=== DIRECTIVE ===
Gather every line of the material below that contains the word "hand".

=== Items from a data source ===

---------------

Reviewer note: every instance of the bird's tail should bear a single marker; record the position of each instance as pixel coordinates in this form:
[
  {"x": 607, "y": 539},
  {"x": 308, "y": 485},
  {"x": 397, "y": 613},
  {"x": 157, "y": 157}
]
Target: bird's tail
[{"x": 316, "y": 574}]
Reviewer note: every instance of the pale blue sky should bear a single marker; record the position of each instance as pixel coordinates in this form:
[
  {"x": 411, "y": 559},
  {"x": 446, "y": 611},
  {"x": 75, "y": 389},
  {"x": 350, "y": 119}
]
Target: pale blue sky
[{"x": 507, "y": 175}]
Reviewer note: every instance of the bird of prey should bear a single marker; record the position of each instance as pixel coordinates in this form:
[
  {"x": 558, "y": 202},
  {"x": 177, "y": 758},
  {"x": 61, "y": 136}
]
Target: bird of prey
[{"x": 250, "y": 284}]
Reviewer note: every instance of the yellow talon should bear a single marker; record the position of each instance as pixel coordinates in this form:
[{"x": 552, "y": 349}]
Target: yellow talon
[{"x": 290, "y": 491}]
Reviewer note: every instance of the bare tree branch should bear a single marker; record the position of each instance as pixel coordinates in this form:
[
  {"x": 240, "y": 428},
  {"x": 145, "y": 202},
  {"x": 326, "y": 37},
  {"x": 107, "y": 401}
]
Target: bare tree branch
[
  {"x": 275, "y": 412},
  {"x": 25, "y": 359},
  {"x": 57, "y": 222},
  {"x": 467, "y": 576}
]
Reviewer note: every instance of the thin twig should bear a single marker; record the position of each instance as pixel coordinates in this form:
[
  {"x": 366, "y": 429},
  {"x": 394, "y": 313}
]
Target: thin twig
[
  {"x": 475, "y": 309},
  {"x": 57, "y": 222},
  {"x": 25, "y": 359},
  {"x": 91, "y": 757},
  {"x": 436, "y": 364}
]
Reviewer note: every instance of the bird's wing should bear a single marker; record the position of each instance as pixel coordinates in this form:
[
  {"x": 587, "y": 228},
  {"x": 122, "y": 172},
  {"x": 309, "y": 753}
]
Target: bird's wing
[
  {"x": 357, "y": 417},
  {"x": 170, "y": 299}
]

---------------

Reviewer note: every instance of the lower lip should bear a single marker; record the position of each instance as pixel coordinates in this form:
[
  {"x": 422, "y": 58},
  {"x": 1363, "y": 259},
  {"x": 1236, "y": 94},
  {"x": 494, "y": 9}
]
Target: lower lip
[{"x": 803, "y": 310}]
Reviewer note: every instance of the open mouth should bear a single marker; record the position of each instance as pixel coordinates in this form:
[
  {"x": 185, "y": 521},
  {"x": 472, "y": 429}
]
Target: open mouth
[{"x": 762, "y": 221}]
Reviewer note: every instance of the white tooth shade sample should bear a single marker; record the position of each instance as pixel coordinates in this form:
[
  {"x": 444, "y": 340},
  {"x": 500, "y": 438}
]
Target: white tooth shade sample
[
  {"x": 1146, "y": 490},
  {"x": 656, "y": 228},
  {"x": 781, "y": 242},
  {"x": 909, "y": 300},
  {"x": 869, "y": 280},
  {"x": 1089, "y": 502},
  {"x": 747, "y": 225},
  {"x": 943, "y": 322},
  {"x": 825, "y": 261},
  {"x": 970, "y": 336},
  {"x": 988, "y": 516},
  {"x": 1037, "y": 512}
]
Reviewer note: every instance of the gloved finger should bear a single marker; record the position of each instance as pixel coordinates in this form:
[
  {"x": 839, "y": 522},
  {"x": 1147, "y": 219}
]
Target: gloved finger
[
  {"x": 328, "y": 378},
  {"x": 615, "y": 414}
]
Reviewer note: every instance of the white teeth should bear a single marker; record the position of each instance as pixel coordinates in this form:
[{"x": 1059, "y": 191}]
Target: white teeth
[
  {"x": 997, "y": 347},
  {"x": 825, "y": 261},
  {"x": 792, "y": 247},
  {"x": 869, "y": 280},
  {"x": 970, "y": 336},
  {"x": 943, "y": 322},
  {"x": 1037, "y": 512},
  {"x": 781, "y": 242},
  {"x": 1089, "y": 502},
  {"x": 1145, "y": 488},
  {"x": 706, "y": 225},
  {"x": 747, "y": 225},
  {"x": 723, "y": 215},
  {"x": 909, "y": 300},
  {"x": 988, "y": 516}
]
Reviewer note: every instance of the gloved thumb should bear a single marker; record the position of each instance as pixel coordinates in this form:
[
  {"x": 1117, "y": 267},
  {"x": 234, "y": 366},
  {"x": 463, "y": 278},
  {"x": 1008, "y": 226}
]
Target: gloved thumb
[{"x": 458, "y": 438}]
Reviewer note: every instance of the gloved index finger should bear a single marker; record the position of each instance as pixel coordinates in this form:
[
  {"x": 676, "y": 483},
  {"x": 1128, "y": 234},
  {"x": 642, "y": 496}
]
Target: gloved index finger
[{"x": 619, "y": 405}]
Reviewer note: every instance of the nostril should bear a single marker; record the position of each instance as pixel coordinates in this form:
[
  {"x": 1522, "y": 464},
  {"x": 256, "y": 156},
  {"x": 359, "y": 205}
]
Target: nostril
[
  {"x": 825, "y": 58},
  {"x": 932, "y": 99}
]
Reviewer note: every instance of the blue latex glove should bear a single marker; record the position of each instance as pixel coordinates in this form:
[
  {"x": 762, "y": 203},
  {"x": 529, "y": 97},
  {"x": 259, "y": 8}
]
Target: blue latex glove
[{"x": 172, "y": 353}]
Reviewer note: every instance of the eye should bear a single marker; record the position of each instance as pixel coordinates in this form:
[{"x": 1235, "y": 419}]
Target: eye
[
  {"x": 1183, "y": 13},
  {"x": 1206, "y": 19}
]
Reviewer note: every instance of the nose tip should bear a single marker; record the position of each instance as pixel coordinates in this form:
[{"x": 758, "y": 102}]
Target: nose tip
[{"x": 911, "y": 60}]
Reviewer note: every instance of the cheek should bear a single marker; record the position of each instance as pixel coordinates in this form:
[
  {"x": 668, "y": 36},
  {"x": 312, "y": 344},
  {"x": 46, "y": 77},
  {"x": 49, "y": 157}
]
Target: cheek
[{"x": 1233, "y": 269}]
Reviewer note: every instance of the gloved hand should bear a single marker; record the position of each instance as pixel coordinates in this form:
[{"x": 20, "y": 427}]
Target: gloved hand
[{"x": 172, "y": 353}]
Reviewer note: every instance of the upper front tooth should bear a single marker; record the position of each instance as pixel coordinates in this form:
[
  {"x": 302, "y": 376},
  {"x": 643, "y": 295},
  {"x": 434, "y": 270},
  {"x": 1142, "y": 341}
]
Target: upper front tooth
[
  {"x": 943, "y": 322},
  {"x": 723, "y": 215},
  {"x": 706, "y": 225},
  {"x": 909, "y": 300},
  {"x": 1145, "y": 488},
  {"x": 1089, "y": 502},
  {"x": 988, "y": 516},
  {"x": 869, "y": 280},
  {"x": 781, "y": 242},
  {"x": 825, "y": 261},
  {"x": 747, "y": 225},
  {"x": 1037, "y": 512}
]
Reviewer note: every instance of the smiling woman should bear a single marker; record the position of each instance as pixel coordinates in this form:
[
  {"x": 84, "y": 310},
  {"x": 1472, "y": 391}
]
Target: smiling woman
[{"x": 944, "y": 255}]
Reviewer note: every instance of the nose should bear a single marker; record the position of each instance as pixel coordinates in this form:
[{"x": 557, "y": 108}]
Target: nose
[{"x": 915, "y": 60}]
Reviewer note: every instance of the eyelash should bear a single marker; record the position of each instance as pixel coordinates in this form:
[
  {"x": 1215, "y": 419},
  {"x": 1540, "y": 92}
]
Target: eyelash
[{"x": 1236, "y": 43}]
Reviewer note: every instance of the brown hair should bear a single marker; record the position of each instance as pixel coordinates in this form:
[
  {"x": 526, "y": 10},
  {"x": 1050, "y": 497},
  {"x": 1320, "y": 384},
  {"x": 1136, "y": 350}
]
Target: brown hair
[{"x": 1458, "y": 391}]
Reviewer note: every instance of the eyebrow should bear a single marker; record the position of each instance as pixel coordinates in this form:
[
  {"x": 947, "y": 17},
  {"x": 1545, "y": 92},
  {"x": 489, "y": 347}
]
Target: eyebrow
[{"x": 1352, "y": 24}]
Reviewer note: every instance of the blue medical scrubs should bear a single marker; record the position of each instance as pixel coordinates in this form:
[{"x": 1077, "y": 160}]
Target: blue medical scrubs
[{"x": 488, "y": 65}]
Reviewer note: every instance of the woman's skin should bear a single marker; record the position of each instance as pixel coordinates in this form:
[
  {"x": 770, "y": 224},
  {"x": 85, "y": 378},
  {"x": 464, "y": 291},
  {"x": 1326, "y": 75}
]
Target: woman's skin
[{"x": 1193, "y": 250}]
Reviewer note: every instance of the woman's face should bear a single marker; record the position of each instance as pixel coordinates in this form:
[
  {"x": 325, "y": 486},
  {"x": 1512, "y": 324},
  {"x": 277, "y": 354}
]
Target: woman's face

---------------

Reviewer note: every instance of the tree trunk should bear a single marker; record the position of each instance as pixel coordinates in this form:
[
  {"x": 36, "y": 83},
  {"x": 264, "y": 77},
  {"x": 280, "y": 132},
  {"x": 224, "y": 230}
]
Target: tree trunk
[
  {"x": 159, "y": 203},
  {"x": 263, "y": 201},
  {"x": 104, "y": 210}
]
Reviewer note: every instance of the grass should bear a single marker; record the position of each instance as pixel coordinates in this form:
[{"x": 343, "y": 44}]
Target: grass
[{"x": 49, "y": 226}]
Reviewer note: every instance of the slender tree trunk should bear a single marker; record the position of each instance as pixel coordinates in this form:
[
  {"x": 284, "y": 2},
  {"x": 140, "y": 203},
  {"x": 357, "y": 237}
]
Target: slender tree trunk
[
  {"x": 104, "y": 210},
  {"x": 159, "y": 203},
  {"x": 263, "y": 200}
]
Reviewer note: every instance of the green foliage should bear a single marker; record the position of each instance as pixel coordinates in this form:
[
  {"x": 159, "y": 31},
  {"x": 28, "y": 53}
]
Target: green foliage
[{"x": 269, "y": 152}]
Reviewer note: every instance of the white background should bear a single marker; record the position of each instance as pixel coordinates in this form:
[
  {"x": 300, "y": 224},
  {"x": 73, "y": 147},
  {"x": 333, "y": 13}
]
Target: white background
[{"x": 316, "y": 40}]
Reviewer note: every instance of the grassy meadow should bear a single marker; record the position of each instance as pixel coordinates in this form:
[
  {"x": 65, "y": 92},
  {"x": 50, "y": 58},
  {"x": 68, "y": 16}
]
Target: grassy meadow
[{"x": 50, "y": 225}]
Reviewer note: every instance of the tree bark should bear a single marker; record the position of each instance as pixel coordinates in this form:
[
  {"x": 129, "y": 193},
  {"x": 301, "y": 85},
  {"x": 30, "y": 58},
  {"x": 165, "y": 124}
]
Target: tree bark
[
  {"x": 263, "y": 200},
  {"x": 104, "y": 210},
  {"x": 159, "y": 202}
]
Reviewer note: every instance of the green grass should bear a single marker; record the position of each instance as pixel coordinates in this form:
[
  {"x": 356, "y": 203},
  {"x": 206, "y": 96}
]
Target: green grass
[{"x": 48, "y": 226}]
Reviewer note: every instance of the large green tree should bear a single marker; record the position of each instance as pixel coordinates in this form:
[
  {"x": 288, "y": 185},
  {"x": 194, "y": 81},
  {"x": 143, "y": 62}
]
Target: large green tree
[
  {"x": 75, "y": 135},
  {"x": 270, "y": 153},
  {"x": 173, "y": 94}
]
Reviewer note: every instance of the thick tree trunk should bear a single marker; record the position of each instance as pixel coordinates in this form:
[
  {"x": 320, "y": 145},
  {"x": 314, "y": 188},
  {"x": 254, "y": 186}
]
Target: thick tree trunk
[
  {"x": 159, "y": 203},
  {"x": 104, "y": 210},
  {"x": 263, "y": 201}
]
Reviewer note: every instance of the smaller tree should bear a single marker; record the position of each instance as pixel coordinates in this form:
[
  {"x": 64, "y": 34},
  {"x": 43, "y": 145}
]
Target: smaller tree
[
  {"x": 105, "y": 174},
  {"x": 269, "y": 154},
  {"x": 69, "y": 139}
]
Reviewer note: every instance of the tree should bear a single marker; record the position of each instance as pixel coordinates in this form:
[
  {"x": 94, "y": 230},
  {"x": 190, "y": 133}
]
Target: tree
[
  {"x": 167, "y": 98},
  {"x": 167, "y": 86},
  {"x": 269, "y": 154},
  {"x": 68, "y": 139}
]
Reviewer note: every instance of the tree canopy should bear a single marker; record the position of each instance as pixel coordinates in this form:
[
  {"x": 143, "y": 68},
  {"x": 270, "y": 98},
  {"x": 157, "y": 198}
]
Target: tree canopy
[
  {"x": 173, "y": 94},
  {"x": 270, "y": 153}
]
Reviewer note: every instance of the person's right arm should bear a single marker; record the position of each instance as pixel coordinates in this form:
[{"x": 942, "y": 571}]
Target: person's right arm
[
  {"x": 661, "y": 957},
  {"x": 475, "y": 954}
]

---------------

=== RESPONSE ===
Reviewer note: every instance of the gloved hand should bear a single marker; record the position of each instance as pixel coordinates in this form:
Target: gloved hand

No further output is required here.